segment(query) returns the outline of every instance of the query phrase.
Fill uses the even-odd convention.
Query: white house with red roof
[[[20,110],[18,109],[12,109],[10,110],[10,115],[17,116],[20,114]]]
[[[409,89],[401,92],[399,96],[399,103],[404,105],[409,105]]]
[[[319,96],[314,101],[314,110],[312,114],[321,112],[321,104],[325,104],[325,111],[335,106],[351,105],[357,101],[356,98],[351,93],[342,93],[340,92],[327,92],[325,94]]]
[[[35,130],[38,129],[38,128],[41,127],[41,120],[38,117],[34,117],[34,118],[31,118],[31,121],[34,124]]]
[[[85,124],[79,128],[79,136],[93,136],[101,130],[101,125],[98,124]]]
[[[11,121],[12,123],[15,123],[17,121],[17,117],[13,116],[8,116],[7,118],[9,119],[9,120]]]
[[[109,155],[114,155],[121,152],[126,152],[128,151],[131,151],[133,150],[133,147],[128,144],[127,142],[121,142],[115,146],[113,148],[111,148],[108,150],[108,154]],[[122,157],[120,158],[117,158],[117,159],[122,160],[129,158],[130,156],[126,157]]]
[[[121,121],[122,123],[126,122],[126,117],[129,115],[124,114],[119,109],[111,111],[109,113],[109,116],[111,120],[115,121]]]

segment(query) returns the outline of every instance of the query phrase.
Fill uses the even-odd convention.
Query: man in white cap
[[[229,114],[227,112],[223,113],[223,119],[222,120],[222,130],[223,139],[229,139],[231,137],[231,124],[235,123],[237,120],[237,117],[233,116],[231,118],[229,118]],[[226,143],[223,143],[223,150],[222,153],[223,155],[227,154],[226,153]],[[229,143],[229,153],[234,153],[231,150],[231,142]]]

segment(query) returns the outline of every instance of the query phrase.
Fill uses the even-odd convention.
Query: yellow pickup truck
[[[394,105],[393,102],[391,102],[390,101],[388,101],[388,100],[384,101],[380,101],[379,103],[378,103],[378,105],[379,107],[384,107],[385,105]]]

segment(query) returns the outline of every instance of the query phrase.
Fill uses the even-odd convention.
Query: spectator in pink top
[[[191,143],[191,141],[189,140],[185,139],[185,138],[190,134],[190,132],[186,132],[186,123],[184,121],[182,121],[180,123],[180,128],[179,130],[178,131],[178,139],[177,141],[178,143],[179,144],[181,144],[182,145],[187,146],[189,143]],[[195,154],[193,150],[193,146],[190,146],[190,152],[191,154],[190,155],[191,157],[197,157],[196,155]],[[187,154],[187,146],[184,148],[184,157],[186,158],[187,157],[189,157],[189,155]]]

^^^^^^^^^^^^^^^^

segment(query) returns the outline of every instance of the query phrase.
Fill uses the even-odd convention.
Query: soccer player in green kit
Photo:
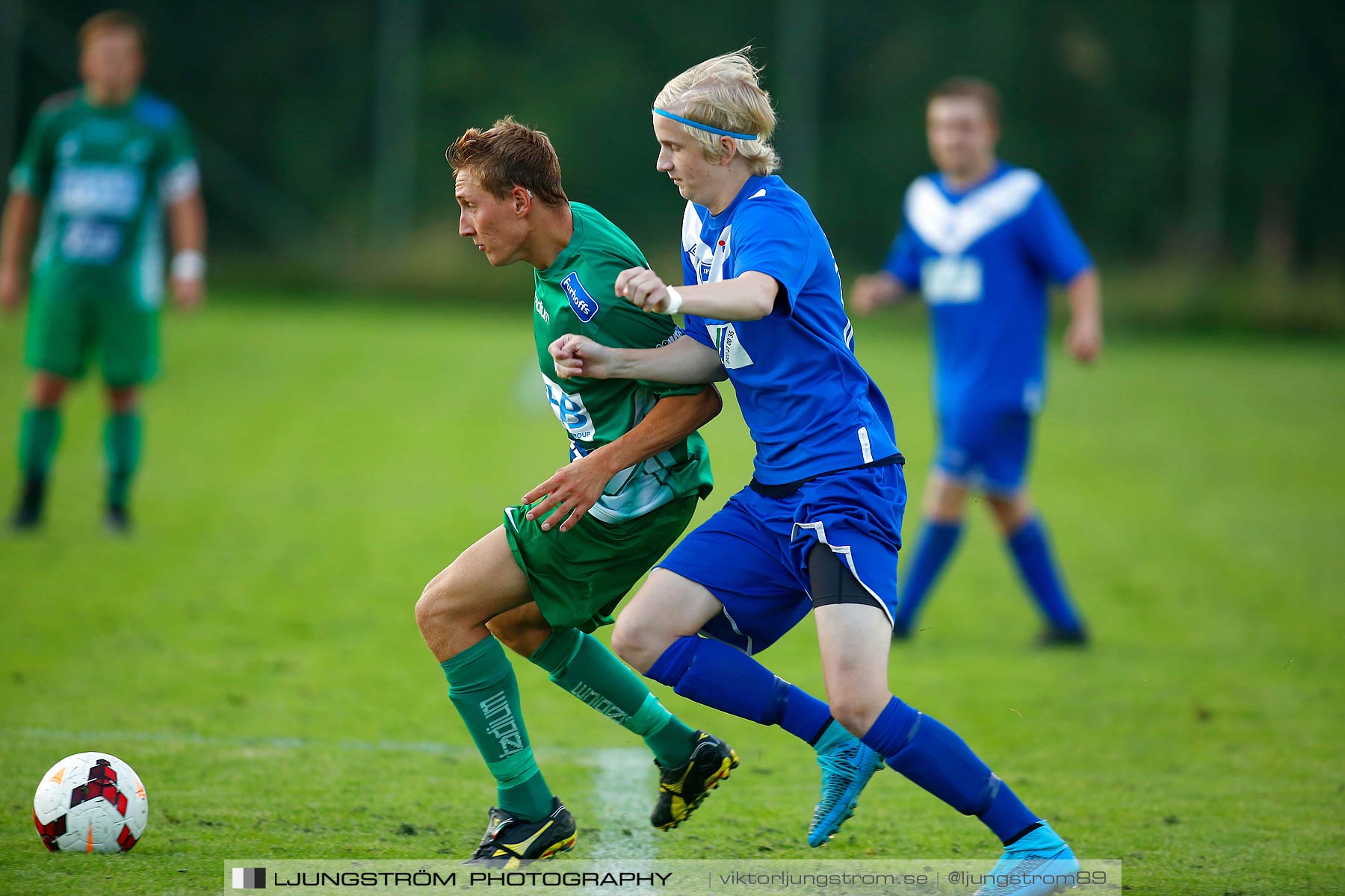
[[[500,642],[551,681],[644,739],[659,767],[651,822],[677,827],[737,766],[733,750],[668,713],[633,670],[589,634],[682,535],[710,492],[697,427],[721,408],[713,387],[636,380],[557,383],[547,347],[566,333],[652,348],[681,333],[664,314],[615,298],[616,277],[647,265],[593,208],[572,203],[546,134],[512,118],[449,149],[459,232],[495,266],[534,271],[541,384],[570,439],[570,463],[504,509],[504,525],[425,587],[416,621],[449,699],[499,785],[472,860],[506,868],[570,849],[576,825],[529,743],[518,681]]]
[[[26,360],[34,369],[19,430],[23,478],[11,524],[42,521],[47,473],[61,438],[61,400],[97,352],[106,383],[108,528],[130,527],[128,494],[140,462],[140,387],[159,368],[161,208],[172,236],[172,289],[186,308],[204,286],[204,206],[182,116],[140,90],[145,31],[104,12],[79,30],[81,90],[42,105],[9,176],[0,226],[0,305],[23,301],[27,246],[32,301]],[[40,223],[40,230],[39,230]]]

^^^^^^^^^^^^^^^^

Short problem
How many lines in the items above contain the word "white"? Reply with the number only.

Completed task
2